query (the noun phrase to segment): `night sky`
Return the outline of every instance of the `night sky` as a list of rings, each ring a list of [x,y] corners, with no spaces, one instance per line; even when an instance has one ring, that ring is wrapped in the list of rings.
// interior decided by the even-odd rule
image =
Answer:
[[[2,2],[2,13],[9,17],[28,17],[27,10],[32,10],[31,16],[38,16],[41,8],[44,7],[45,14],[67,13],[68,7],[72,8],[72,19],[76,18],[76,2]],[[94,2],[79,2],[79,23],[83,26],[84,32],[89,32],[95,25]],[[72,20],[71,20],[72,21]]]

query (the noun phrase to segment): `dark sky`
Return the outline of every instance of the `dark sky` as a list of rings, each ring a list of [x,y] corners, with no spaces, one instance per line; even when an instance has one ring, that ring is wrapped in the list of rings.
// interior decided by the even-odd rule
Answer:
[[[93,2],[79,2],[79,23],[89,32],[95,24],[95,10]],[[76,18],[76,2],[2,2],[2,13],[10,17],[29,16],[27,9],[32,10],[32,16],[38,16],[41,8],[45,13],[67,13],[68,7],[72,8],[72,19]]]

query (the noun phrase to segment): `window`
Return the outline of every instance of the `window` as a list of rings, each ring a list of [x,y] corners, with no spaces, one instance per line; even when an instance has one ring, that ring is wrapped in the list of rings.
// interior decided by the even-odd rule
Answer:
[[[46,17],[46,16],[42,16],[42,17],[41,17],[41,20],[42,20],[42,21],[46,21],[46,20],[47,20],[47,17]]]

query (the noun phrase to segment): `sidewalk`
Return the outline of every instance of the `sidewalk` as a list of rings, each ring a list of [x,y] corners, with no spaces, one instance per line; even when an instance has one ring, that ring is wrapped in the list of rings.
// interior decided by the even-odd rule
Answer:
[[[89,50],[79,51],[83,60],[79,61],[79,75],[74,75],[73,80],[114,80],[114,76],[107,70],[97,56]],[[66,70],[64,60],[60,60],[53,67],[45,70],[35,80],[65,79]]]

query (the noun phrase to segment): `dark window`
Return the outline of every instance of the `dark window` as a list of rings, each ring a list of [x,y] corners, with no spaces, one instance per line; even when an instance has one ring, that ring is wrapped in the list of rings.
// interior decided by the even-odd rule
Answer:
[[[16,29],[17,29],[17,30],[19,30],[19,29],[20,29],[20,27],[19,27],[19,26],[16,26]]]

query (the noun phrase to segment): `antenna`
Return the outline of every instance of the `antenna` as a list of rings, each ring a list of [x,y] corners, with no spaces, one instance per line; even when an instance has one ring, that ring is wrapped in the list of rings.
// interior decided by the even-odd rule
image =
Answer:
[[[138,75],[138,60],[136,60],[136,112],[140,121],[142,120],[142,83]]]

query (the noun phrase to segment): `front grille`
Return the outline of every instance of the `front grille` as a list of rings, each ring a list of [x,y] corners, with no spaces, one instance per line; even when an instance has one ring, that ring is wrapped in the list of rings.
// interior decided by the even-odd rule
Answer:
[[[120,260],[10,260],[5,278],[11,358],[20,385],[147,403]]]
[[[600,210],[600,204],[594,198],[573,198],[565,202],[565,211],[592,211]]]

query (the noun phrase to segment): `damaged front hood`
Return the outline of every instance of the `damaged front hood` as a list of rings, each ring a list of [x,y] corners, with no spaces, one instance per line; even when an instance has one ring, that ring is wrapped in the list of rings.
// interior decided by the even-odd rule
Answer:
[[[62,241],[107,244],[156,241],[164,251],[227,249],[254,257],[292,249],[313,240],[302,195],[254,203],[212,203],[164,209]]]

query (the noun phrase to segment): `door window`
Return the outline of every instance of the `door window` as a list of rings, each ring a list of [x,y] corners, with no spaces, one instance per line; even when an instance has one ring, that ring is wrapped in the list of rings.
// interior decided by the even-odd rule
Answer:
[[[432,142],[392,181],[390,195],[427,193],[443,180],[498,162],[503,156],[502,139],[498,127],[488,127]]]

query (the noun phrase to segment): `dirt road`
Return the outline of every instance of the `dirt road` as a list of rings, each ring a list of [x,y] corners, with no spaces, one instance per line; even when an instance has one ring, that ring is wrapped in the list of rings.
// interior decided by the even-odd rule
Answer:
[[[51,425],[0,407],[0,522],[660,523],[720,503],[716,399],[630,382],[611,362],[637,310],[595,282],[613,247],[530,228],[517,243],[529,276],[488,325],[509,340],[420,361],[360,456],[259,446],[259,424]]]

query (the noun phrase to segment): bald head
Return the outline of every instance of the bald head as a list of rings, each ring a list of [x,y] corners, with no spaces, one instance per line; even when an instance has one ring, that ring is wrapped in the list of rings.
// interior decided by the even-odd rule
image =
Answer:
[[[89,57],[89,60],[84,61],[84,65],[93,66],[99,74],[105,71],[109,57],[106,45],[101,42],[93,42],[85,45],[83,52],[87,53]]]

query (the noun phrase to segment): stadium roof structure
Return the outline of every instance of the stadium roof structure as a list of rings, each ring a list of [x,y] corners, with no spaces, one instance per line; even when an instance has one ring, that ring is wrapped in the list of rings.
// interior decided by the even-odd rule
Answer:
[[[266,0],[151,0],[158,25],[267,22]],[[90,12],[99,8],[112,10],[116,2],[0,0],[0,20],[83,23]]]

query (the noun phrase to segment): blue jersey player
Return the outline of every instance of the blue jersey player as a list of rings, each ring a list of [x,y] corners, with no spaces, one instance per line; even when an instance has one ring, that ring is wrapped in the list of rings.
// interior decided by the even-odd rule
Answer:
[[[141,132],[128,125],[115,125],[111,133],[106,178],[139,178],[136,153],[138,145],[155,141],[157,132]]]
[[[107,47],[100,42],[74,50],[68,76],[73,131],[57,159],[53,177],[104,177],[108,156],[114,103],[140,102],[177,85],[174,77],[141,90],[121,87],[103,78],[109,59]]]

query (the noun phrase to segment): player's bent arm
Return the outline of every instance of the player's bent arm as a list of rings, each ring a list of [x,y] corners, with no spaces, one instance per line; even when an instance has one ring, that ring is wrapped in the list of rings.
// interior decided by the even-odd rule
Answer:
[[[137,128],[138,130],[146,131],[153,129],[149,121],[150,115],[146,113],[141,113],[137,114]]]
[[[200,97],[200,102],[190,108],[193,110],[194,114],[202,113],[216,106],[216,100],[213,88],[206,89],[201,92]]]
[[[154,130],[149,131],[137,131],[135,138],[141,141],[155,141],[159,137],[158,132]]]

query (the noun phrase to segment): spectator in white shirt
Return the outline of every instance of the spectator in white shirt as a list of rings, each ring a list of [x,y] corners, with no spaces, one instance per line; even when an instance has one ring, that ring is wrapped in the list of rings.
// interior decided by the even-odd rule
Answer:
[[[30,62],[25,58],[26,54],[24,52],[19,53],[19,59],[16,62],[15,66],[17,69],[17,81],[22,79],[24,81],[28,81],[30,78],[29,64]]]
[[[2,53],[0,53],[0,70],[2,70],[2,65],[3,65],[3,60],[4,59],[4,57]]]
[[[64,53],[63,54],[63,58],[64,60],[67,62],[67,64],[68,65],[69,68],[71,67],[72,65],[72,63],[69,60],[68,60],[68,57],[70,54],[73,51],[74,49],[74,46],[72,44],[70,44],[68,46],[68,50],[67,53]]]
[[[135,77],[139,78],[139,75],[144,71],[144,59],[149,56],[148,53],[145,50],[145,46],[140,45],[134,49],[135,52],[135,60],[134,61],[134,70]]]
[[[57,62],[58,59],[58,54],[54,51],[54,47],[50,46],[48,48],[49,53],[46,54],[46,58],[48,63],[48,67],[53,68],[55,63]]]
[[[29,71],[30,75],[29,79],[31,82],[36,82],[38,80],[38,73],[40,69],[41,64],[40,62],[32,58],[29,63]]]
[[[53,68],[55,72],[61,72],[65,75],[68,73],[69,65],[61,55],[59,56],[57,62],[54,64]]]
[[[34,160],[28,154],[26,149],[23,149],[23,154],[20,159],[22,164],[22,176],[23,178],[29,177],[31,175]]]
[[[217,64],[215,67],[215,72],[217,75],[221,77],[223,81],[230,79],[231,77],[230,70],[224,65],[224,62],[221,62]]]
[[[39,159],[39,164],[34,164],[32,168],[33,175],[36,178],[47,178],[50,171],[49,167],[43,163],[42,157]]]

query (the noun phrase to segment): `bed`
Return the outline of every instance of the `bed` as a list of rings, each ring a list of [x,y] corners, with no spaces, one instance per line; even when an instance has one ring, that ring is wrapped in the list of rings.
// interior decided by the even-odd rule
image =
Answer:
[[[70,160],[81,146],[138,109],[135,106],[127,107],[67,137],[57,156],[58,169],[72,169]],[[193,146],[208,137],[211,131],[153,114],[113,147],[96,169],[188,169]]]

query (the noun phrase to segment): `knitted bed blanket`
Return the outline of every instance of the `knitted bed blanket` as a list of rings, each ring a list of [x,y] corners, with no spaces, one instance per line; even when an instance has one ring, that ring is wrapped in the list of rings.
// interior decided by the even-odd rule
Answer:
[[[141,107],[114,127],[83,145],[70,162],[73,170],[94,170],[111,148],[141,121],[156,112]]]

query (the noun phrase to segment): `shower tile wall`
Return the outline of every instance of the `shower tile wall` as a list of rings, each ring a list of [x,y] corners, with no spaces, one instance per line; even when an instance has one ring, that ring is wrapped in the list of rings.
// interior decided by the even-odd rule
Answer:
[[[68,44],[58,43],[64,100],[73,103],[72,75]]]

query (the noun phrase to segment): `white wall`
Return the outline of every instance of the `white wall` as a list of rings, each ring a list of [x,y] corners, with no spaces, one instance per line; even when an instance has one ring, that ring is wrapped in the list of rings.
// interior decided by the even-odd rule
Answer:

= = = = =

* Short exercise:
Report each line in the entries above that contains the word "wall", copying every such line in full.

* Result of the task:
query (the noun phrase to segment): `shower tile wall`
Return the outline of every instance of the `shower tile wall` as a list of rings, each ring a list of [x,y] corners, with no spaces, one instance per line; even when an instance has one ring, that ring is wrapped in the list of rings.
query (the noun phrase to segment): `white wall`
Return the outline of every instance of the `white wall` as a list of rings, each ring a list of [x,y] corners, with no spaces, one instance per line; even when an instance has one ring, that ring is wrapped in the list of rings.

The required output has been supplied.